• **TASK INSTRUCTIONS**
Write out the data exactly from its first line onward, ending with the line in which "column 350, row 1130" appears.

[Items from a dataset]
━━━━━━━━
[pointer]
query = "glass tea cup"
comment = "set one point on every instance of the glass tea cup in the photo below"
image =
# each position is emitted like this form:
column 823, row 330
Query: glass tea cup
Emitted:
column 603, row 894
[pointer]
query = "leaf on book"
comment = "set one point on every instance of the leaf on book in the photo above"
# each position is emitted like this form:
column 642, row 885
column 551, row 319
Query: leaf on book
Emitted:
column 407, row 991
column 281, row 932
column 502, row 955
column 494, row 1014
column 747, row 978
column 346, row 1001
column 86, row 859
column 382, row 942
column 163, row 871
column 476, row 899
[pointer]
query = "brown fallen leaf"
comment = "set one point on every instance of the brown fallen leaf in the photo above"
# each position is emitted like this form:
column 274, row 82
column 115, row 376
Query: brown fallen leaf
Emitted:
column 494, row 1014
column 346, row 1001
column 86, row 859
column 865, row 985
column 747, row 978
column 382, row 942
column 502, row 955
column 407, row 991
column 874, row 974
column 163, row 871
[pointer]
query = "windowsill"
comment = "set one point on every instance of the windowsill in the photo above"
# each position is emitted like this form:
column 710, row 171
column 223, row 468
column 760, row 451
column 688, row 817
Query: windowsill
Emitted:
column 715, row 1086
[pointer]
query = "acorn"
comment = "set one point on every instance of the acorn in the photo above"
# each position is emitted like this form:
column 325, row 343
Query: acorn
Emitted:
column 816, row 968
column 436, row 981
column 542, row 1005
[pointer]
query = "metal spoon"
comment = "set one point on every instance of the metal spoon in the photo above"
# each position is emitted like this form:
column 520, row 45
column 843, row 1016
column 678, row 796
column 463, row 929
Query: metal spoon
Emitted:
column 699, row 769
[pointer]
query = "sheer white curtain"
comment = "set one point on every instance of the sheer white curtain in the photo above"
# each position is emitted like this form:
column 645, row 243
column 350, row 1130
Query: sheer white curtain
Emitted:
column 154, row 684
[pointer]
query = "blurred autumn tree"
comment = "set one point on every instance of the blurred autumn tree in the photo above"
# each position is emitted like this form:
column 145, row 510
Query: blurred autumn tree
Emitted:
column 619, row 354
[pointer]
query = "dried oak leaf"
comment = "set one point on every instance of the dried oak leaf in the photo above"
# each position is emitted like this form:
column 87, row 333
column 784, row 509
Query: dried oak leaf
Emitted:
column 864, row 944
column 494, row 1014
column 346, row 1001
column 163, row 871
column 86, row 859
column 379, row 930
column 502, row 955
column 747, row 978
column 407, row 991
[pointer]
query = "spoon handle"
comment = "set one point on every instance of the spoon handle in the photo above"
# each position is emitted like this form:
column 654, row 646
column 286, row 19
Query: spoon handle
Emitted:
━━━━━━━━
• **RESULT OF THIS TASK**
[pointer]
query = "glass tea cup"
comment = "set one point on every instance of the glass tea cup in the photo below"
image =
# each position is emitted like this form:
column 823, row 330
Query: glass tea cup
Emitted:
column 603, row 894
[pointer]
query = "leaf on book"
comment = "set one point on every instance of the leaf on book in the photo above"
# each position is emitted like this form:
column 642, row 885
column 551, row 319
Query: leaf on book
Emitted:
column 407, row 991
column 281, row 932
column 502, row 955
column 494, row 1014
column 747, row 978
column 346, row 1001
column 86, row 859
column 382, row 942
column 163, row 871
column 476, row 899
[pointer]
query = "brown fallen leaf"
comment = "set one point on every instance of the brown fallen leaf in the photo above"
# each position is emitted like this form:
column 274, row 82
column 115, row 376
Query: brown fallen leaf
Emitted:
column 494, row 1014
column 346, row 1001
column 86, row 859
column 865, row 985
column 747, row 978
column 382, row 942
column 502, row 955
column 407, row 991
column 874, row 974
column 163, row 871
[pointer]
query = "windowsill"
comment = "set one point on every instance of the windowsill in the photo above"
# each position is emitted like this form:
column 710, row 171
column 223, row 468
column 760, row 451
column 688, row 817
Query: windowsill
Emitted:
column 715, row 1086
[pointer]
query = "acorn"
comment = "set one point on every instance of the acorn in the photo above"
# each position is emitted like this form:
column 325, row 343
Query: acorn
Emitted:
column 816, row 968
column 436, row 981
column 542, row 1005
[pointer]
query = "metal spoon"
comment = "set one point on every instance of the metal spoon in the photo above"
# each position is emitted like this form:
column 520, row 45
column 843, row 1016
column 678, row 796
column 463, row 929
Query: metal spoon
Emitted:
column 699, row 769
[pointer]
query = "sheer white curtain"
comment = "set one point on every instance of the sheer white curtain in the photo above"
# each position is emitted like this form:
column 645, row 243
column 350, row 1130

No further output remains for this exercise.